*Your assignment*. Which lines in the items below contain the string "positive"? Copy out each of those lines in full and leave out all the others.
•••
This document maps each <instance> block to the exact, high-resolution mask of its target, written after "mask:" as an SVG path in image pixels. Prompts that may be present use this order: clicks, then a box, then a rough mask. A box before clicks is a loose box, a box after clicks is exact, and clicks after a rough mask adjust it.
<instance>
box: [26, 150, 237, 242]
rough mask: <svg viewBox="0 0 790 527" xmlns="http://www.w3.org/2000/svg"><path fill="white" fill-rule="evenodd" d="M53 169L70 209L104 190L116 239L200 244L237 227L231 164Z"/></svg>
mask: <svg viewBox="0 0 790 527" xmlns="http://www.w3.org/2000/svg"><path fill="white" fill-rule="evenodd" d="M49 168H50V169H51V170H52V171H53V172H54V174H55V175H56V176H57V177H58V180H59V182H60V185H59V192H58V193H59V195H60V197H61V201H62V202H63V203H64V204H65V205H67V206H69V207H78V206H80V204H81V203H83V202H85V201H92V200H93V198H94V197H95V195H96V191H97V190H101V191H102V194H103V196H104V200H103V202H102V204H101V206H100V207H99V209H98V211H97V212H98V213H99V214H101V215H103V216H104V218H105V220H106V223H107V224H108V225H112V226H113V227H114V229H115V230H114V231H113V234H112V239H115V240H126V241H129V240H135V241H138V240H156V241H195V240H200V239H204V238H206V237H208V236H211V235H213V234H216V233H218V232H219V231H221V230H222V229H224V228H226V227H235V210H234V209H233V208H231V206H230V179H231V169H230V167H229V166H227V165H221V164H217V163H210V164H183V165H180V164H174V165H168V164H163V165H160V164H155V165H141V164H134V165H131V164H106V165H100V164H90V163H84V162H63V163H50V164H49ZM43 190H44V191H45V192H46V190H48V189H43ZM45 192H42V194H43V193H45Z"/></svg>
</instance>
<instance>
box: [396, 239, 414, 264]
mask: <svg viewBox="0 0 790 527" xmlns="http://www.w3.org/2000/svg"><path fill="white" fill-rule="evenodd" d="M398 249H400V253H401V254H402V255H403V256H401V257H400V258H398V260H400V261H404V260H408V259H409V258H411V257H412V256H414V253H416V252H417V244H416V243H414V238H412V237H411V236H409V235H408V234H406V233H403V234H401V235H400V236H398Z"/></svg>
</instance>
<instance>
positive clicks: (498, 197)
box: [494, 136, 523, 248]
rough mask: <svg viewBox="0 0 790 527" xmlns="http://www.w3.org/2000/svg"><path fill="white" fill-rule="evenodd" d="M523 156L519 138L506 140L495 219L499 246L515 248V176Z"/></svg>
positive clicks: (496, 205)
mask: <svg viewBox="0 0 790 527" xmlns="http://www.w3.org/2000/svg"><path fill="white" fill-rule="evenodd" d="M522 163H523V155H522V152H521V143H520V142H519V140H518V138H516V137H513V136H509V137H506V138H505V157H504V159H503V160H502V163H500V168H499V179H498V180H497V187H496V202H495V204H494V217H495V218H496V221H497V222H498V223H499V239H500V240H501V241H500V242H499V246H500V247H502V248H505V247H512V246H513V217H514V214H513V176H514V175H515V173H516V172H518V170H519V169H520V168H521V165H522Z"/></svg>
•••
*Output for this task*.
positive clicks: (498, 197)
positive clicks: (496, 205)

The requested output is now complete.